▸ Extracted data:
◇ ◇ ◇
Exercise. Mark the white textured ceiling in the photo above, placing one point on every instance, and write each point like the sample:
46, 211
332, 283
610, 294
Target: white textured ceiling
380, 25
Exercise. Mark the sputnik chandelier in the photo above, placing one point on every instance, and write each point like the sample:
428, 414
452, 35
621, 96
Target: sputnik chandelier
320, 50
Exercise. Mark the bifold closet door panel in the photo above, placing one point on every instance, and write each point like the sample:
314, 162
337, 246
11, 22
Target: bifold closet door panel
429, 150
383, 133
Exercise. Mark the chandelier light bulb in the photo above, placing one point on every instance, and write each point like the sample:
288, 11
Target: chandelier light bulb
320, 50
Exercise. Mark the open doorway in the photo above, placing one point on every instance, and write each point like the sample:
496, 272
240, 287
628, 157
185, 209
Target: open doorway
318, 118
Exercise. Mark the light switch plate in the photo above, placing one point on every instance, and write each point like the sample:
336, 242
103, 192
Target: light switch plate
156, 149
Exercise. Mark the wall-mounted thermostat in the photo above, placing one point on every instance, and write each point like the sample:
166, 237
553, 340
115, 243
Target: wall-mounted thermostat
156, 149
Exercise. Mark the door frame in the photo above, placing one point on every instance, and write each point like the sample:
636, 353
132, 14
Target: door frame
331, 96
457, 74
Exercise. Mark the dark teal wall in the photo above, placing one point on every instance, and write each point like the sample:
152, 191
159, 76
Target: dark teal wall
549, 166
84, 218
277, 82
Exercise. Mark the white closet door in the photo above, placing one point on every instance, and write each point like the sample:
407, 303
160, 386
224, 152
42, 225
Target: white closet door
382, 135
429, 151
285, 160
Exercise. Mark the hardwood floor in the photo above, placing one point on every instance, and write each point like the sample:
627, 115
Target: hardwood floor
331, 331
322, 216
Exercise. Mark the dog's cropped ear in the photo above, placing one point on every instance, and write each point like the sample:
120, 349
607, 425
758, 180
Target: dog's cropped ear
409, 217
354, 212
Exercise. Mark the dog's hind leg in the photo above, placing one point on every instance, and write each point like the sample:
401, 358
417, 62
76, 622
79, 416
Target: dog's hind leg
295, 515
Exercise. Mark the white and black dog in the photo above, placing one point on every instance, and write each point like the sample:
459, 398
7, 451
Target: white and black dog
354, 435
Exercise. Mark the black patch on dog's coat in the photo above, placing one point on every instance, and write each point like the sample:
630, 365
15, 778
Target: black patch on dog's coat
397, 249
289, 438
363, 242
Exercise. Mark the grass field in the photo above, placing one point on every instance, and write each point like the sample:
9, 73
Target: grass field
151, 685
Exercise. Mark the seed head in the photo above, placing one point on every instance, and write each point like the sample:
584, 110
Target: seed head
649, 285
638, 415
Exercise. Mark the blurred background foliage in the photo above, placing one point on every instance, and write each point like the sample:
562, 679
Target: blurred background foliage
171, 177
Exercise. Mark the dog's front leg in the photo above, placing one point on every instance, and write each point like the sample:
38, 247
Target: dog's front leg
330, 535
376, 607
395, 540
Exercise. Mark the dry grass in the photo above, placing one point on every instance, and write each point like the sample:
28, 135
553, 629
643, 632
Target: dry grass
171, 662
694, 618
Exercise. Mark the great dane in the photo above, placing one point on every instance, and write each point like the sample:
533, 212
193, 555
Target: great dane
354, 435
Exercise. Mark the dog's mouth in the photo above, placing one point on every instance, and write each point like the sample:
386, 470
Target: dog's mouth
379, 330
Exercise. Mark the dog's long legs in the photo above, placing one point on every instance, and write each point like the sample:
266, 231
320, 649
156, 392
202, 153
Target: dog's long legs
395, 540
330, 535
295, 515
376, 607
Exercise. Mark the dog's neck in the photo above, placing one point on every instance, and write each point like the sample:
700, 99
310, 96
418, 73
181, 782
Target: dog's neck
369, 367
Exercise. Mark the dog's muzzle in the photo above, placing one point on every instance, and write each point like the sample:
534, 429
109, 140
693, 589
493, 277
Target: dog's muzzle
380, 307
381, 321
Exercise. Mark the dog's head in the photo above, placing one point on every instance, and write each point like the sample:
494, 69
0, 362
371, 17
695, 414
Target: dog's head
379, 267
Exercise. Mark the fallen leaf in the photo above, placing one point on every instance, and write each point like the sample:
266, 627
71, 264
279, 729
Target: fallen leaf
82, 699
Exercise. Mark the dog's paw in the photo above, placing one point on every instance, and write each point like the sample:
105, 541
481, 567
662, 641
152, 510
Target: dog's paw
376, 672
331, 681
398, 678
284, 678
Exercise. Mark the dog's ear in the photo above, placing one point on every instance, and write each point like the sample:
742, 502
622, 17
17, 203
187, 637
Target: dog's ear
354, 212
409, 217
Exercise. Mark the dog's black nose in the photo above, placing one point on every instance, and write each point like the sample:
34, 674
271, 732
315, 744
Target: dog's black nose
◇ ◇ ◇
Filter the lines above, keeping and copying those that contain "nose".

▸ Answer box:
Exercise. Mark the dog's black nose in the photo above, placing one point on every instance, and write each point like the sample:
Target: dog's black nose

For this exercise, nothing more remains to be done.